++++ Passage provided

Background: In response to nonspecific inflammatory stimuli, circulating monocytes produce several cytokines that regulate the expression of liver acute phase protein genes. Patients with alcoholic liver disease have several manifestations of the acute phase response, including elevated serum levels of interleukin (IL)-1 (IL-1), IL-6 and tumor necrosis factor-alpha (TNF-alpha). However, the role of the acute phase response on liver fibrogenesis has not been explored.
Experimental design: In this communication we report experiments performed to investigate whether turpentine, an acute phase response inducer in rats has any effect on alpha 1 (I) procollagen gene expression in the liver. We also investigated which of the cytokines is responsible for the turpentine effect and whether IL-6 and TNF-alpha had an effect on alpha 1 (I) procollagen mRNA expression by liver fat-storing cells (FSC).

++++++++
++++ Records provided

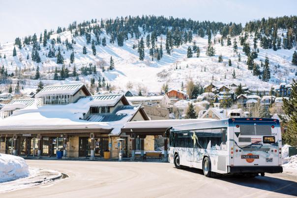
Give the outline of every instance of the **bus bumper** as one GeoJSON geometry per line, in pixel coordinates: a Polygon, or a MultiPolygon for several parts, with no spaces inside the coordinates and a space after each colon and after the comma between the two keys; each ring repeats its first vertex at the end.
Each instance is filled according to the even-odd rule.
{"type": "Polygon", "coordinates": [[[280,166],[255,166],[255,167],[228,167],[228,173],[257,173],[267,172],[269,173],[277,173],[283,172],[283,167],[280,166]]]}

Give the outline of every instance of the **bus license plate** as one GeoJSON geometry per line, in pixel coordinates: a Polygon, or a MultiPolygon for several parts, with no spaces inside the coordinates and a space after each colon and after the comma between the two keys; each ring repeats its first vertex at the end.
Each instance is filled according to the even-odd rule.
{"type": "Polygon", "coordinates": [[[266,162],[272,162],[273,158],[266,158],[266,162]]]}
{"type": "Polygon", "coordinates": [[[241,159],[259,159],[259,155],[241,155],[241,159]]]}

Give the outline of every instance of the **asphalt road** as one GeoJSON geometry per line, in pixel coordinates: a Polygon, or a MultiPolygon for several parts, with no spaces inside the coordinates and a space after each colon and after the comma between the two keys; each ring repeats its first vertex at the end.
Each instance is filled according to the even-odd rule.
{"type": "MultiPolygon", "coordinates": [[[[201,170],[178,170],[169,163],[27,160],[29,166],[57,170],[69,177],[0,194],[6,198],[229,197],[297,196],[297,172],[265,177],[207,178],[201,170]]],[[[0,184],[0,188],[1,186],[0,184]]]]}

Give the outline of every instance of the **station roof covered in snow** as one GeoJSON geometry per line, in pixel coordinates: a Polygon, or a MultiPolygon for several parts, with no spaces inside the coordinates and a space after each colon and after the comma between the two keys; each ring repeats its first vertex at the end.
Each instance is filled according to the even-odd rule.
{"type": "Polygon", "coordinates": [[[101,106],[115,106],[121,101],[123,104],[128,105],[129,102],[123,94],[95,95],[91,96],[93,103],[101,106]]]}
{"type": "Polygon", "coordinates": [[[48,95],[75,95],[80,90],[85,92],[86,95],[90,96],[91,93],[83,84],[62,85],[46,86],[40,90],[35,97],[38,98],[48,95]]]}
{"type": "Polygon", "coordinates": [[[127,122],[121,129],[127,135],[164,135],[172,126],[214,120],[213,119],[166,119],[160,120],[137,121],[127,122]]]}

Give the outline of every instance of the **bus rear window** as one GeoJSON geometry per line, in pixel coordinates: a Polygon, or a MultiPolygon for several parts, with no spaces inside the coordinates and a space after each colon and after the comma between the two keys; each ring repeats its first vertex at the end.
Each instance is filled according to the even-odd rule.
{"type": "Polygon", "coordinates": [[[274,136],[264,136],[264,143],[275,143],[275,137],[274,136]]]}

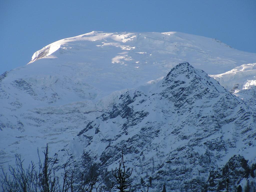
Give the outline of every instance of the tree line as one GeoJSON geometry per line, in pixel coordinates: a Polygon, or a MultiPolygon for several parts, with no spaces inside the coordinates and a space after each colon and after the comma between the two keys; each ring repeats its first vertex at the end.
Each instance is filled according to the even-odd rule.
{"type": "MultiPolygon", "coordinates": [[[[74,168],[68,169],[67,164],[64,164],[63,172],[61,176],[58,176],[55,169],[57,156],[54,158],[49,157],[48,145],[43,152],[43,159],[40,158],[38,149],[39,167],[31,162],[25,168],[24,160],[22,159],[20,155],[16,155],[14,166],[9,165],[7,172],[2,167],[0,184],[3,192],[113,192],[114,190],[131,192],[133,190],[129,179],[133,169],[130,171],[130,169],[126,168],[122,151],[119,166],[112,170],[114,180],[108,189],[99,184],[97,173],[92,166],[89,174],[82,173],[77,176],[75,175],[74,168]]],[[[146,191],[141,190],[141,192],[148,192],[148,185],[146,191]]],[[[166,191],[164,185],[163,192],[166,191]]]]}

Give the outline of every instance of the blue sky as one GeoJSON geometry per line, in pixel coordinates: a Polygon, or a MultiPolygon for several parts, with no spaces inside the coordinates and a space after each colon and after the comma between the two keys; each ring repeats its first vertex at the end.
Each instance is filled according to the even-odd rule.
{"type": "Polygon", "coordinates": [[[93,30],[178,31],[256,52],[255,9],[255,0],[1,1],[0,74],[51,43],[93,30]]]}

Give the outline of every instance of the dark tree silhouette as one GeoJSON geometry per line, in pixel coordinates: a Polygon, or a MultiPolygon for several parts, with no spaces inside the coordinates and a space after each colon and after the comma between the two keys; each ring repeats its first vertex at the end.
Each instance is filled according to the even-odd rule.
{"type": "Polygon", "coordinates": [[[124,162],[124,156],[122,150],[122,156],[121,160],[119,162],[119,167],[118,169],[116,167],[115,171],[112,169],[112,174],[115,178],[118,185],[116,188],[120,192],[130,192],[131,186],[129,183],[128,179],[132,175],[133,169],[129,173],[125,169],[125,166],[124,162]],[[129,190],[126,190],[129,189],[129,190]]]}
{"type": "Polygon", "coordinates": [[[152,177],[149,177],[149,184],[151,186],[152,185],[152,180],[153,179],[152,178],[152,177]]]}
{"type": "Polygon", "coordinates": [[[162,192],[166,192],[166,189],[165,188],[165,184],[164,184],[164,186],[163,186],[163,190],[162,191],[162,192]]]}
{"type": "Polygon", "coordinates": [[[242,187],[240,185],[238,186],[238,187],[237,188],[237,192],[242,192],[242,187]]]}

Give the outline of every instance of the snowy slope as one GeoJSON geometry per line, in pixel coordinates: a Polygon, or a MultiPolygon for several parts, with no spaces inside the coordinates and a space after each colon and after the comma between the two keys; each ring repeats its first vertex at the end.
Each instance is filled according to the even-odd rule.
{"type": "MultiPolygon", "coordinates": [[[[92,31],[53,43],[35,53],[28,65],[0,76],[0,165],[13,163],[15,153],[36,162],[37,148],[47,143],[53,154],[60,153],[86,125],[119,102],[120,95],[141,86],[158,84],[178,63],[188,61],[211,74],[251,65],[248,71],[253,77],[254,66],[248,64],[255,61],[256,54],[176,32],[92,31]]],[[[238,79],[241,88],[245,79],[238,79]]],[[[230,81],[219,81],[229,90],[230,81]]],[[[80,149],[79,156],[83,148],[75,147],[80,149]]]]}
{"type": "Polygon", "coordinates": [[[236,93],[256,85],[256,63],[244,64],[225,73],[210,76],[227,89],[236,93]]]}
{"type": "MultiPolygon", "coordinates": [[[[256,161],[251,153],[256,150],[252,110],[188,63],[175,67],[157,83],[121,95],[96,119],[67,145],[62,155],[72,157],[69,163],[83,170],[94,164],[106,184],[122,149],[130,166],[137,168],[133,186],[141,187],[141,177],[147,181],[151,176],[152,188],[165,183],[169,191],[225,189],[217,182],[206,187],[208,179],[215,179],[210,172],[223,168],[231,157],[230,164],[239,164],[244,158],[251,164],[256,161]],[[243,157],[234,156],[239,155],[243,157]]],[[[231,178],[230,189],[243,176],[231,178]]]]}

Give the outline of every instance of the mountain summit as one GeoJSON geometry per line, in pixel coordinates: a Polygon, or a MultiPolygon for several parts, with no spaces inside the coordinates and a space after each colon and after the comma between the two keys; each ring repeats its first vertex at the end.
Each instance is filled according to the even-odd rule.
{"type": "Polygon", "coordinates": [[[140,177],[151,177],[152,187],[164,183],[171,191],[223,190],[220,180],[242,171],[230,179],[235,190],[248,178],[242,174],[247,171],[239,166],[219,172],[228,163],[255,158],[250,152],[255,149],[255,123],[240,99],[203,71],[181,63],[157,83],[121,95],[85,126],[63,155],[85,170],[94,165],[104,181],[111,178],[122,149],[130,166],[137,168],[133,186],[139,187],[140,177]],[[214,172],[219,175],[213,185],[210,181],[216,175],[210,173],[214,172]]]}
{"type": "Polygon", "coordinates": [[[58,165],[93,164],[107,184],[123,149],[137,189],[151,177],[158,191],[223,191],[230,175],[230,190],[243,189],[256,174],[255,61],[179,32],[53,43],[0,76],[0,165],[16,153],[36,162],[48,143],[58,165]]]}

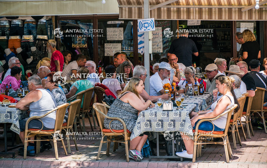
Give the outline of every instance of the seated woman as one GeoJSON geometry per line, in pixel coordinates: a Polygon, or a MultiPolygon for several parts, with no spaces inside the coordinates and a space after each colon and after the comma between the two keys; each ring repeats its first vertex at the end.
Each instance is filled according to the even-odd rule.
{"type": "Polygon", "coordinates": [[[21,68],[16,66],[13,66],[11,68],[10,75],[6,77],[0,85],[0,88],[5,89],[7,84],[9,88],[9,84],[11,84],[11,87],[15,91],[20,88],[20,77],[21,77],[21,72],[22,69],[21,68]]]}
{"type": "MultiPolygon", "coordinates": [[[[62,89],[58,87],[58,85],[56,84],[57,81],[54,81],[53,76],[55,73],[55,72],[52,72],[48,73],[47,74],[47,78],[46,78],[45,81],[44,88],[49,89],[50,91],[51,92],[52,95],[53,95],[53,96],[55,98],[56,102],[57,102],[58,106],[66,103],[67,99],[62,89]]],[[[63,122],[65,123],[67,122],[68,121],[68,116],[69,112],[66,109],[66,113],[65,113],[65,116],[64,117],[64,121],[63,121],[63,122]]]]}
{"type": "MultiPolygon", "coordinates": [[[[201,119],[212,118],[216,117],[227,110],[235,104],[238,105],[234,110],[236,112],[239,110],[240,106],[237,99],[232,86],[232,83],[234,82],[233,78],[223,75],[220,75],[215,78],[216,87],[219,91],[223,95],[220,99],[212,104],[211,109],[205,111],[200,111],[198,112],[192,112],[190,115],[193,117],[191,119],[191,123],[193,129],[195,129],[197,122],[201,119]]],[[[220,118],[212,121],[214,124],[214,131],[223,131],[225,129],[228,115],[224,115],[220,118]]],[[[213,129],[212,124],[209,121],[201,123],[198,126],[198,129],[206,131],[211,131],[213,129]]],[[[182,152],[177,152],[177,156],[184,158],[192,159],[194,141],[187,135],[181,135],[185,145],[186,150],[182,152]]]]}
{"type": "MultiPolygon", "coordinates": [[[[131,132],[134,130],[140,112],[148,107],[155,106],[151,101],[148,100],[145,102],[139,95],[143,92],[144,88],[142,80],[139,78],[132,78],[121,94],[115,99],[107,114],[109,117],[121,118],[125,123],[127,129],[131,132]]],[[[104,126],[106,129],[109,129],[109,124],[111,121],[105,118],[104,126]]],[[[122,124],[118,120],[112,121],[110,126],[112,129],[123,129],[122,124]]],[[[147,135],[146,134],[147,134],[146,133],[130,141],[129,157],[136,161],[140,161],[143,159],[140,151],[147,138],[147,135]]]]}
{"type": "MultiPolygon", "coordinates": [[[[93,86],[91,84],[90,81],[87,80],[87,74],[89,72],[89,70],[86,68],[82,67],[80,69],[79,75],[81,80],[76,81],[73,83],[71,87],[69,92],[66,95],[67,99],[71,97],[75,94],[82,91],[85,91],[87,89],[93,88],[93,86]]],[[[83,103],[83,97],[82,102],[81,108],[82,108],[83,103]]]]}
{"type": "Polygon", "coordinates": [[[123,90],[128,82],[133,77],[133,69],[130,62],[125,61],[122,64],[120,70],[120,75],[117,76],[121,89],[123,90]]]}

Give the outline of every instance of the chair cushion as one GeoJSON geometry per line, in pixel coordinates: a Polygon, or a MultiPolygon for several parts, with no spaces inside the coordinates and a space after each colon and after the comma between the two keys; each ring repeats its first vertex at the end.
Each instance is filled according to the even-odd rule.
{"type": "MultiPolygon", "coordinates": [[[[116,130],[115,129],[112,129],[112,131],[114,131],[115,132],[116,132],[116,133],[121,133],[122,132],[123,132],[123,129],[121,129],[120,130],[116,130]]],[[[112,131],[111,131],[109,129],[103,129],[102,130],[102,131],[103,131],[103,132],[105,132],[106,133],[111,133],[112,132],[112,131]]],[[[131,132],[129,131],[128,129],[127,130],[127,132],[128,133],[131,133],[131,132]]]]}
{"type": "MultiPolygon", "coordinates": [[[[193,130],[193,133],[195,132],[195,130],[193,130]]],[[[224,132],[224,131],[214,131],[212,132],[212,134],[223,134],[224,132]]],[[[211,132],[211,131],[203,131],[199,129],[198,130],[198,133],[210,133],[211,132]]]]}
{"type": "MultiPolygon", "coordinates": [[[[30,129],[28,129],[30,131],[39,131],[40,129],[34,129],[34,128],[30,128],[30,129]]],[[[41,131],[43,131],[44,132],[53,132],[55,130],[53,129],[49,129],[48,130],[44,130],[43,129],[42,129],[41,130],[41,131]]]]}

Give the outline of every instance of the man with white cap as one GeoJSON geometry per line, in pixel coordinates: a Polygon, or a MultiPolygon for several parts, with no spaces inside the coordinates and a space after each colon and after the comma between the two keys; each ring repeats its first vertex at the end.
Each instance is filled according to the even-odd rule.
{"type": "MultiPolygon", "coordinates": [[[[231,65],[229,67],[229,70],[225,71],[224,72],[225,73],[228,73],[228,75],[229,76],[236,75],[240,77],[241,75],[245,74],[244,71],[240,70],[239,66],[235,65],[231,65]]],[[[246,84],[242,80],[239,88],[241,94],[243,94],[247,93],[247,86],[246,86],[246,84]]]]}
{"type": "Polygon", "coordinates": [[[206,91],[212,93],[212,91],[216,88],[215,78],[221,74],[218,73],[218,67],[215,64],[209,64],[205,68],[205,72],[207,73],[207,85],[206,91]]]}
{"type": "Polygon", "coordinates": [[[160,96],[164,94],[163,85],[170,83],[169,79],[171,69],[171,66],[168,63],[162,62],[160,64],[158,72],[150,78],[150,96],[160,96]]]}

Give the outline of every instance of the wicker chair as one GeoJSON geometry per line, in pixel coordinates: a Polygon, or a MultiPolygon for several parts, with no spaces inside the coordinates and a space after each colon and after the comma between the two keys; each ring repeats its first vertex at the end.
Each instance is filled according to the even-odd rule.
{"type": "Polygon", "coordinates": [[[78,106],[79,103],[81,101],[80,99],[77,99],[70,103],[69,108],[69,117],[68,118],[68,121],[66,123],[63,123],[62,129],[66,132],[66,137],[67,137],[67,144],[68,145],[68,150],[69,153],[70,153],[70,145],[69,143],[69,134],[72,135],[72,138],[74,141],[74,144],[76,150],[79,150],[77,143],[76,143],[76,139],[73,135],[73,130],[72,127],[73,126],[73,123],[75,118],[75,115],[77,110],[80,110],[80,107],[78,106]]]}
{"type": "MultiPolygon", "coordinates": [[[[108,112],[108,106],[106,106],[104,104],[96,103],[93,105],[93,107],[95,109],[97,116],[97,119],[99,122],[100,129],[102,133],[102,137],[100,142],[96,160],[98,160],[99,156],[101,150],[101,148],[103,143],[107,143],[107,148],[106,154],[108,156],[109,154],[109,147],[112,142],[120,142],[125,144],[125,152],[126,153],[126,160],[127,162],[129,161],[129,150],[128,148],[128,141],[130,140],[131,132],[127,129],[126,125],[123,121],[121,119],[117,117],[110,117],[107,115],[108,112]],[[122,130],[115,130],[111,129],[105,129],[104,127],[104,120],[105,118],[113,120],[117,120],[120,121],[123,126],[124,129],[122,130]],[[104,141],[104,137],[107,137],[107,141],[104,141]],[[120,138],[119,139],[119,138],[120,138]],[[115,140],[112,140],[112,138],[115,138],[115,140]]],[[[114,147],[114,149],[116,147],[114,147]]]]}
{"type": "MultiPolygon", "coordinates": [[[[248,93],[247,93],[247,94],[248,94],[248,93]]],[[[229,130],[229,131],[232,132],[232,135],[233,137],[233,142],[234,144],[234,149],[236,149],[236,141],[235,133],[236,132],[237,138],[237,140],[238,141],[239,144],[240,146],[242,146],[241,139],[240,138],[240,136],[239,135],[239,132],[238,131],[238,123],[241,119],[241,116],[242,114],[242,112],[243,112],[243,108],[244,107],[244,104],[245,104],[245,101],[246,101],[246,96],[242,96],[238,99],[238,103],[240,105],[240,109],[238,111],[238,112],[236,112],[233,114],[233,119],[230,120],[230,124],[229,125],[229,129],[230,130],[229,130]]],[[[242,123],[240,123],[241,126],[242,126],[242,123]]],[[[245,132],[244,131],[244,129],[243,128],[243,126],[242,126],[242,128],[243,133],[245,136],[245,140],[246,140],[247,139],[246,138],[246,135],[245,135],[245,132]]]]}
{"type": "Polygon", "coordinates": [[[267,112],[267,107],[264,107],[264,94],[267,91],[267,90],[261,88],[256,88],[258,91],[255,92],[255,96],[253,98],[251,107],[250,108],[251,115],[253,113],[257,113],[260,115],[260,118],[263,120],[263,125],[264,127],[265,133],[267,134],[266,126],[264,118],[264,113],[267,112]],[[260,112],[261,112],[261,113],[260,112]]]}
{"type": "Polygon", "coordinates": [[[196,129],[193,130],[193,132],[194,131],[194,130],[195,133],[194,139],[194,152],[193,153],[193,163],[196,162],[197,151],[197,153],[199,153],[198,156],[200,156],[201,155],[201,146],[202,144],[219,144],[223,145],[224,146],[226,162],[229,163],[229,158],[232,158],[231,155],[232,153],[232,150],[231,149],[230,143],[229,142],[228,136],[227,135],[227,132],[228,131],[228,128],[229,127],[229,125],[230,123],[230,120],[231,119],[231,116],[232,115],[232,112],[233,110],[236,108],[237,107],[237,105],[235,104],[233,107],[214,118],[202,119],[198,122],[196,126],[196,129]],[[226,121],[226,125],[225,127],[225,129],[224,131],[214,131],[214,126],[212,130],[210,131],[206,131],[198,130],[198,126],[199,126],[199,124],[202,122],[206,121],[209,121],[211,123],[212,125],[214,126],[213,123],[211,121],[214,120],[226,114],[228,114],[227,119],[226,121]],[[204,139],[203,138],[203,137],[209,137],[221,138],[223,139],[223,142],[214,142],[210,141],[208,141],[204,139]],[[206,142],[202,142],[202,141],[206,142]],[[197,147],[197,145],[198,146],[197,147]]]}
{"type": "MultiPolygon", "coordinates": [[[[25,133],[24,134],[24,159],[26,159],[27,153],[27,143],[31,141],[36,141],[36,154],[38,154],[40,153],[40,142],[41,141],[53,141],[54,142],[55,148],[55,158],[57,160],[58,159],[58,147],[57,145],[57,141],[61,140],[62,143],[63,148],[65,151],[66,155],[68,156],[65,145],[63,141],[63,137],[61,134],[61,130],[62,128],[62,125],[63,123],[64,116],[66,112],[66,110],[69,105],[68,103],[64,103],[60,106],[58,106],[56,108],[53,109],[42,116],[33,116],[29,118],[26,122],[25,126],[25,133]],[[55,128],[49,130],[43,130],[42,127],[40,129],[28,129],[28,124],[29,122],[32,120],[36,119],[40,121],[42,123],[42,122],[40,118],[43,118],[53,112],[56,110],[55,122],[55,128]],[[29,138],[34,137],[36,135],[36,140],[29,140],[29,138]],[[50,139],[45,139],[41,140],[42,136],[51,136],[53,137],[53,140],[50,139]],[[59,139],[58,139],[58,138],[59,139]]],[[[44,139],[42,138],[42,139],[44,139]]]]}

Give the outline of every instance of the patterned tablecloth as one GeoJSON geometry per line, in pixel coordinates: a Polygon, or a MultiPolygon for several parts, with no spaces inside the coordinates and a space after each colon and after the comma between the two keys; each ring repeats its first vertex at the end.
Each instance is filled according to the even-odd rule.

++++++++

_Tasks_.
1 – Rewrite the paragraph of the acute phase passage that begins "Background: In response to" as a bulleted list that keeps its main facts.
2 – Write the next part of the acute phase passage, picking up after its last sentence.

_Outputs in order_.
1 –
- Circulating monocytes respond to nonspecific inflammatory stimuli by producing several cytokines that regulate the expression of liver acute phase protein genes.
- Patients with alcoholic liver disease show several manifestations of the acute phase response, including elevated serum levels of IL-1, IL-6 and TNF-alpha.
- The role of the acute phase response in liver fibrogenesis has not been explored.

2 –
Results: We show that alpha 1 (I) procollagen mRNA is increased in livers of turpentine-treated rats, and that an antibody to IL-6 as well as colchicine inhibit this effect. We also show that rIL-6 induces the expression of alpha 1 (I) procollagen mRNA in cultured FSC but not in hepatocytes. We demonstrated that the IL-6 effect is a transcriptional event that requires "de novo" protein synthesis. In addition to its effect on collagen gene expression, rIL-6 also stimulates expression of transforming growth factor-beta and fibronectin mRNAs. TNF-alpha inhibits alpha 1 (I) procollagen expression in FSC by 24 to 48 hours. However, TNF-alpha induces a transient expression of alpha 1 (I) procollagen mRNA by 2 to 3 hours. This increase is preceded by the induction of IL-6 mRNA.
Conclusions: We conclude that IL-6 produced during the acute phase response, alone or in conjunction with other cytokines, could play an important role in liver fibrogenesis by inducing the expression of collagen, fibronectin, and transforming growth factor-beta mRNAs in FSC.